▶ _What you will do_:
In the entries below, find the line with "Target: open pine cone" and print exactly every line from there up to and including the line with "Target: olive-green mushroom cap", with no other lines.

§ §

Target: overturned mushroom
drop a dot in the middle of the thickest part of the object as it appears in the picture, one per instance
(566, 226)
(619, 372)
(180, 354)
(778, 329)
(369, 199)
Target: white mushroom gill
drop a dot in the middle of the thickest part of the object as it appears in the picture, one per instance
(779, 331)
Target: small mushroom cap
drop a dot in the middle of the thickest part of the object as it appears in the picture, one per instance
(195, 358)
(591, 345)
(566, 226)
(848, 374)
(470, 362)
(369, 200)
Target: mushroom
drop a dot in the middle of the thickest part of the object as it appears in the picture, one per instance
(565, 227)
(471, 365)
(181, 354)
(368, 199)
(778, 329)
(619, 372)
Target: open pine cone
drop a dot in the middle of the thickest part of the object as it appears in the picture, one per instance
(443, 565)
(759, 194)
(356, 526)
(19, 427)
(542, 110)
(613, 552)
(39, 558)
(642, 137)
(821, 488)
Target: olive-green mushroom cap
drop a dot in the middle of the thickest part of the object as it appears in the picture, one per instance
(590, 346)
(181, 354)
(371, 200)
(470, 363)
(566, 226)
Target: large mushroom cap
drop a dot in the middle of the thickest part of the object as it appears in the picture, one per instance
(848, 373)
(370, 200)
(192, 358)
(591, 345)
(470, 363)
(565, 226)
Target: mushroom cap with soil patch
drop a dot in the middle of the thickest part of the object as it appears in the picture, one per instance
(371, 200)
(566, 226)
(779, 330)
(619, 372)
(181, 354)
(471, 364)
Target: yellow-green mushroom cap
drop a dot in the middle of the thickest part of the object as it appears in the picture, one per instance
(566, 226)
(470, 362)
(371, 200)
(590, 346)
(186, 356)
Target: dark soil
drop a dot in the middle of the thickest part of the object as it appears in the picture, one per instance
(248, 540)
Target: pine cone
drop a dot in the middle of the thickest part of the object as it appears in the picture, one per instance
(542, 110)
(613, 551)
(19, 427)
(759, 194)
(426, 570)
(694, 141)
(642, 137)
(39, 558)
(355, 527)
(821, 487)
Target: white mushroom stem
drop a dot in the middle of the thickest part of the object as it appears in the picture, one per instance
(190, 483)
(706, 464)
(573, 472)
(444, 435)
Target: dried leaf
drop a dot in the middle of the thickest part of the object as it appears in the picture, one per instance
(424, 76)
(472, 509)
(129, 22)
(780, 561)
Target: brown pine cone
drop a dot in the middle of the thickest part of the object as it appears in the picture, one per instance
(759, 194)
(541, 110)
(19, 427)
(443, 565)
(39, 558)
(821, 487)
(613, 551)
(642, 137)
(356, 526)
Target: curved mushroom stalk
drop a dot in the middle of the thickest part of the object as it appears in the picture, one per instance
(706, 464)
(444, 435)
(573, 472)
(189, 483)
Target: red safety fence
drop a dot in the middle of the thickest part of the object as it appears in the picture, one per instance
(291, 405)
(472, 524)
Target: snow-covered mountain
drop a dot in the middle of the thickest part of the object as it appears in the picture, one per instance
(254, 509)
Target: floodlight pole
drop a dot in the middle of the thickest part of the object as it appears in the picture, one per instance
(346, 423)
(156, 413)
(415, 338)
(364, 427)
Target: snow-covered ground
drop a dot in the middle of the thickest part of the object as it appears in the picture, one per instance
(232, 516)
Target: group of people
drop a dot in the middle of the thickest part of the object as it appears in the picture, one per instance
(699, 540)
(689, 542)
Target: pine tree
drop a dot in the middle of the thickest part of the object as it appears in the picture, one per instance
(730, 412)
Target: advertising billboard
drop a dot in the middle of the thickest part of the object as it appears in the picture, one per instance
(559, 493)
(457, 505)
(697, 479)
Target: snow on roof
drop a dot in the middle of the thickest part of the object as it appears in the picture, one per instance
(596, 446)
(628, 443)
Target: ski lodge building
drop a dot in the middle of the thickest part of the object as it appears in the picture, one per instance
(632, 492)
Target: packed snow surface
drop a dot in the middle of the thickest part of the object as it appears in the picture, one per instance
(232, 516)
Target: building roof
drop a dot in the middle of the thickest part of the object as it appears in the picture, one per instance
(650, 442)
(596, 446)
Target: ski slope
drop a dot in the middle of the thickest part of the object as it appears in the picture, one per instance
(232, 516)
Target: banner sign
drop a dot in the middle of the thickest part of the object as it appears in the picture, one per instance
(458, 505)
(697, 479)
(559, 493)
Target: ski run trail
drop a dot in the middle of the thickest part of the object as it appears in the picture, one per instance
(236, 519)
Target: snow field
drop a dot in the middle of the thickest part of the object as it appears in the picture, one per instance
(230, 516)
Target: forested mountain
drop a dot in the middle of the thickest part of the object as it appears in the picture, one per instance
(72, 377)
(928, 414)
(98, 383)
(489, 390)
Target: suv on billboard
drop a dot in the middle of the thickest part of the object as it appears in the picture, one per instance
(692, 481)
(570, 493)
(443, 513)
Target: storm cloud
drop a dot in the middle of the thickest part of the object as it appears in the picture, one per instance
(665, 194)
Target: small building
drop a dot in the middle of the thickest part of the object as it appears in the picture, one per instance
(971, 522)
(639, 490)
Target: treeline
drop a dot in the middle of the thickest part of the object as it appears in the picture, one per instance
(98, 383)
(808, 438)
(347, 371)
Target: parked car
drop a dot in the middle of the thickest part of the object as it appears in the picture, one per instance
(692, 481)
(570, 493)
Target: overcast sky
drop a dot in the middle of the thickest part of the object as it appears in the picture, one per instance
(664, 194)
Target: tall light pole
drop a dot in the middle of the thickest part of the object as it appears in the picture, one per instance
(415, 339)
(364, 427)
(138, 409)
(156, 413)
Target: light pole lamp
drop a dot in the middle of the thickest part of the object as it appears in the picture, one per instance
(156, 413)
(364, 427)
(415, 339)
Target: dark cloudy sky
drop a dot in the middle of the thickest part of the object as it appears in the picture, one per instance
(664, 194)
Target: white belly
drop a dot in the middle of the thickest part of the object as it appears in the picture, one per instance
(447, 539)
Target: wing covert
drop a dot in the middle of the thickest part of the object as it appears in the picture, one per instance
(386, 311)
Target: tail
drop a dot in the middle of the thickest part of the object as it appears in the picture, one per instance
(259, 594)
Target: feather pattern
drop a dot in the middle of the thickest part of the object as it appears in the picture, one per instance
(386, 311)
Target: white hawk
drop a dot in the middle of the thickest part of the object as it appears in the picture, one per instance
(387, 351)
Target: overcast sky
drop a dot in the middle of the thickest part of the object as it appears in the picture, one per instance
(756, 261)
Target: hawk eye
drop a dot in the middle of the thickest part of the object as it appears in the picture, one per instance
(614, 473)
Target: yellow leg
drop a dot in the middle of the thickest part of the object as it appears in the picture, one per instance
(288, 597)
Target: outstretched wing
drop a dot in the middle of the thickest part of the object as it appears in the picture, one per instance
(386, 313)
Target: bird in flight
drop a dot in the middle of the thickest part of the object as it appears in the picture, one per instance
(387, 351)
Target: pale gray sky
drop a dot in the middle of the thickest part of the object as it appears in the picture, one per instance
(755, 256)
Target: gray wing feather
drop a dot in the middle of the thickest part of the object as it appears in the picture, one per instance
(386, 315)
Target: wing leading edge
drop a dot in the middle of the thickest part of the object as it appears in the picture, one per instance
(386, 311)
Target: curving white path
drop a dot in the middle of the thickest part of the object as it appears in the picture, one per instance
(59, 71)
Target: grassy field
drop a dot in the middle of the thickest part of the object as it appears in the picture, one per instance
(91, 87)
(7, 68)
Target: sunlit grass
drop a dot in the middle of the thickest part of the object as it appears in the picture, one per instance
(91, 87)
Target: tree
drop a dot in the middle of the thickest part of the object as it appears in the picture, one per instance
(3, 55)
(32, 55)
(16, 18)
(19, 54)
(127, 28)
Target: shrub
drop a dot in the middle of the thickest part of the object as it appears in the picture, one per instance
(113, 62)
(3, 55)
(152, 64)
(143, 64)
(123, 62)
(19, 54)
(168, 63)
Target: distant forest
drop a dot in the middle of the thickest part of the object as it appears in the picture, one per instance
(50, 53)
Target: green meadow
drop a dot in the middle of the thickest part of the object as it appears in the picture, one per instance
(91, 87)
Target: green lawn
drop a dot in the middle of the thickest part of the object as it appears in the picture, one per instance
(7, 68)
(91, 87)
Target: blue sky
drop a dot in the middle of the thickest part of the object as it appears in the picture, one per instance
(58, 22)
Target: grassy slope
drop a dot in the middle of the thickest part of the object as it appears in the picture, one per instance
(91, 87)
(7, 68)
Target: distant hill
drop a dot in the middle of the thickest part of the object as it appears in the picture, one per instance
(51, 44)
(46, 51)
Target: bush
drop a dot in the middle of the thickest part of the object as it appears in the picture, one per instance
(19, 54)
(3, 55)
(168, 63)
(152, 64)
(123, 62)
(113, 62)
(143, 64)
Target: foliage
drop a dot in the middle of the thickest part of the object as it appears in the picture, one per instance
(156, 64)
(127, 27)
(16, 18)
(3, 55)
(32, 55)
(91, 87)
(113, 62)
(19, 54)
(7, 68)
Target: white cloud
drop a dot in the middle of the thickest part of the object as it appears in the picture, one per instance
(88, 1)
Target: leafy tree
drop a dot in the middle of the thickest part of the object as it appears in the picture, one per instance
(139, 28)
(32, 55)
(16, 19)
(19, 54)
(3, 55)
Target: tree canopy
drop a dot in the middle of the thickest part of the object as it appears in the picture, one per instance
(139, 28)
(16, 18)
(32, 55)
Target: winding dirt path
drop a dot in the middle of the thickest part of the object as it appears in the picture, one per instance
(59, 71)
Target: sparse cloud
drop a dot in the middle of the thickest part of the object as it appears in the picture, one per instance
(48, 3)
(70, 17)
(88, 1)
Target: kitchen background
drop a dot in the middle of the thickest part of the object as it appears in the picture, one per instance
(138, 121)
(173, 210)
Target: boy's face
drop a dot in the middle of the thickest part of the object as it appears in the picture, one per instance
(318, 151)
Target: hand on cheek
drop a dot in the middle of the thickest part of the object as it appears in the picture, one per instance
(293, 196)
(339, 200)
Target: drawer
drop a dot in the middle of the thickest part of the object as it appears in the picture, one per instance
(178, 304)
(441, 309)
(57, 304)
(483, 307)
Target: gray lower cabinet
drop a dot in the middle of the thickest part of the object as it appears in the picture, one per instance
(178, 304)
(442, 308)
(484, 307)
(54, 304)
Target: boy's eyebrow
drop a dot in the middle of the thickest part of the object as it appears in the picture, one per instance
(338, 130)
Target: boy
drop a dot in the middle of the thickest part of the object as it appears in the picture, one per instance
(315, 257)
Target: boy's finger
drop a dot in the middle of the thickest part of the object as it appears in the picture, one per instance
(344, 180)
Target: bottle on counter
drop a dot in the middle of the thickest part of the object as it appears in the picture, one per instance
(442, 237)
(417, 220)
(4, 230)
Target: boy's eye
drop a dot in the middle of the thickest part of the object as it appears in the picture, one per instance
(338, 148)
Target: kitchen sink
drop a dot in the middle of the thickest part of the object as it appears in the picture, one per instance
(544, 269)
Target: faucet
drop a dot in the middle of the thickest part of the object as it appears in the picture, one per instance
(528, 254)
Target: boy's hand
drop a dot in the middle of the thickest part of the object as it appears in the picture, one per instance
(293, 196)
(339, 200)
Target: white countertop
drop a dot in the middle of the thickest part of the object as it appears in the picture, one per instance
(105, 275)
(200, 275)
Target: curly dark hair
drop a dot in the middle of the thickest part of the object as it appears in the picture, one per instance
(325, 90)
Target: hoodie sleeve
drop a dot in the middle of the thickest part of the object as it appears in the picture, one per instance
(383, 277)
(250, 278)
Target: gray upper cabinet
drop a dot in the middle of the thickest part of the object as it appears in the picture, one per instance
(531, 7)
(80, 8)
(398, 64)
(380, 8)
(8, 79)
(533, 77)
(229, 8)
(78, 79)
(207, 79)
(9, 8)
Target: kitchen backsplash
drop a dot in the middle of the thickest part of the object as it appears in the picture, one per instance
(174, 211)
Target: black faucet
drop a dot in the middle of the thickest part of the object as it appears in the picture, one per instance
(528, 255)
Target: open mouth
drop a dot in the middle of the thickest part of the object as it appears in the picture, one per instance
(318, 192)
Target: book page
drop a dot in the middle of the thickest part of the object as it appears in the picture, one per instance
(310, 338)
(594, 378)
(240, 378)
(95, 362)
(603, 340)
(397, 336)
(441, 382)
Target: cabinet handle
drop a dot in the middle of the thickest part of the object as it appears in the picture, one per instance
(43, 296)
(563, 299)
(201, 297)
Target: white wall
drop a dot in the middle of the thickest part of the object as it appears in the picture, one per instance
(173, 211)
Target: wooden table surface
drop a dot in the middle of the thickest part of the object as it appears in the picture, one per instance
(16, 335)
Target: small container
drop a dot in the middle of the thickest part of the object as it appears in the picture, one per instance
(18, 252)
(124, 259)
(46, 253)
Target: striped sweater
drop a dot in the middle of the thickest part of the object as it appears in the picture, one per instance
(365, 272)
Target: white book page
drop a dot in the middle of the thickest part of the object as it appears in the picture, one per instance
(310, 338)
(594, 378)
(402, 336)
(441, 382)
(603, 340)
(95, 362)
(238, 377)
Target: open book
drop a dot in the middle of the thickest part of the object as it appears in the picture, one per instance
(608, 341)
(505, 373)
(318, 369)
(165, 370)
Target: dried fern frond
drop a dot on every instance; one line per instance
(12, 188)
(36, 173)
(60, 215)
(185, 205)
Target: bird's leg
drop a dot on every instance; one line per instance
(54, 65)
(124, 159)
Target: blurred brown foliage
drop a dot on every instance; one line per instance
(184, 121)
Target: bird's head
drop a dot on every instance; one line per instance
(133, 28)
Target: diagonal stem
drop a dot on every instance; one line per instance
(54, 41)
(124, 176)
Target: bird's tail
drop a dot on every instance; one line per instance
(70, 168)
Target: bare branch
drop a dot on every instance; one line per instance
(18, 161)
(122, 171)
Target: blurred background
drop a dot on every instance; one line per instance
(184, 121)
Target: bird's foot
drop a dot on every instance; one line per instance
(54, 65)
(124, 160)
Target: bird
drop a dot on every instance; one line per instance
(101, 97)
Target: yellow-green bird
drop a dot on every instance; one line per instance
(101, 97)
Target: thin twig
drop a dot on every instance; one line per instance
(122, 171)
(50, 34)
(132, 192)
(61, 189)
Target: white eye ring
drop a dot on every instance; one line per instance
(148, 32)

§ §

▶ _Result of the exercise_:
Target: open pine cone
drop a dot in the middle of the thickest part of the object as it appears in the picture, one per instance
(443, 565)
(759, 194)
(356, 526)
(19, 427)
(542, 110)
(613, 552)
(39, 558)
(642, 137)
(821, 488)
Target: olive-green mushroom cap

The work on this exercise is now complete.